REQUIRED ACTIONS —
- A) In the forum thread on reptile shops in Bedfordshire and Hertfordshire, which town is Forest Floor listed in?
- B) Carry on the forum thread about reptile shops in Bedfordshire and Hertfordshire from the point where it stops.
[DOCUMENT PASSAGE Boundary: Start]
# Rep shops in Bedfordshire/Hertfordshire?



## MrMonster (Sep 12, 2011)

I looked up about 8-9 on the net and decided to travel to all of them. Only problem is I wsted about £35 petrol only to find 7 of the 9 were no longer there.

Can anyone give me a clear list of rep shops/pet shops in the area that I haven't already listed?

PAH
Wrigglies
Jap Koi
Chiltern aquatics
Petzotix

Thanks!


----------



## NightGecko (Jul 17, 2009)

Chiltern Aquatics doesn't do reptiles as far as I know, it's just down the road from me.

Wrigglies - Dunstable
Forest Floor - Rushden
Japanese Koi - Henlow
Ameyzoo - Bovingdon
Petzotix - Bedford
CKJ Pets - Harlington


And these have now closed; Serpentarium, SuperReps


----------



## MrMonster (Sep 12, 2011)

I forgot about CKJ and Ameyzoo. I've been to both.

Chiltern Aquatics doesn't do reps but it does do a few turtles and does a few rep bits and bobs so I added it in, and the staff are amazing so it could do with that little more positive praise 

Is that definitely all of it?
[DOCUMENT PASSAGE Boundary: End]
[DATASET CONTENT Boundary: Start]
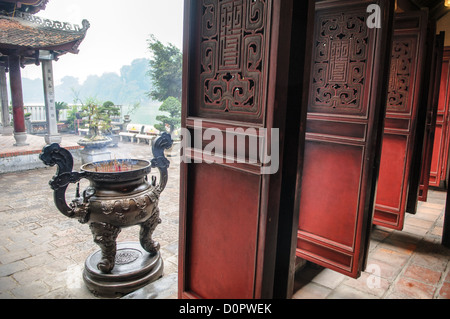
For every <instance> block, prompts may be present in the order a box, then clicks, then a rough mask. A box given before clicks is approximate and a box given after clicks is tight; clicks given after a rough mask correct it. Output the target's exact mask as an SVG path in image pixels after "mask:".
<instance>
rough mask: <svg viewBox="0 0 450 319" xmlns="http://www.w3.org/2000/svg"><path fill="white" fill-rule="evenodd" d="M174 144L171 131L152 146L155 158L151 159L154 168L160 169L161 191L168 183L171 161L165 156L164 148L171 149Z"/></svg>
mask: <svg viewBox="0 0 450 319" xmlns="http://www.w3.org/2000/svg"><path fill="white" fill-rule="evenodd" d="M172 145H173V141H172V138H171V137H170V134H169V133H163V134H162V135H161V137H159V138H158V139H157V140H156V142H155V143H154V144H153V146H152V152H153V159H152V161H151V163H152V167H153V168H158V169H159V176H160V181H159V185H158V188H159V191H160V192H162V191H163V190H164V189H165V188H166V185H167V180H168V172H167V169H168V168H169V166H170V161H169V160H168V159H167V158H166V157H165V156H164V150H167V149H170V148H171V147H172Z"/></svg>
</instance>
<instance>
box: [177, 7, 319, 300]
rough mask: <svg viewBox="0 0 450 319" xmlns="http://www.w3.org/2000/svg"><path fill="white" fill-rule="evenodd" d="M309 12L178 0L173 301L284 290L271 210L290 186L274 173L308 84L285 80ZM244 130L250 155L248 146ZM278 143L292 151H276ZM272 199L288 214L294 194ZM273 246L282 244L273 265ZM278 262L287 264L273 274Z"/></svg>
[DATASET CONTENT Boundary: End]
ANSWER LIST —
- A) Rushden

- B)
----------



## NightGecko (Jul 17, 2009)

Yup, apart from the odd garden centre that does a small reptile section (Hertfordshire Fisheries etc). Wrigglies is by far the best and biggest reptile shop in the area : victory:


----------



## MrMonster (Sep 12, 2011)

NightGecko said:


> Yup, apart from the odd garden centre that does a small reptile section (Hertfordshire Fisheries etc). Wrigglies is by far the best and biggest reptile shop in the area : victory:


I gotta agree with that!


----------



## Skink (Nov 28, 2011)

Great stuff!

Am looking to get my first reptile shortly. Looks like a trip to Wrigglies is in order.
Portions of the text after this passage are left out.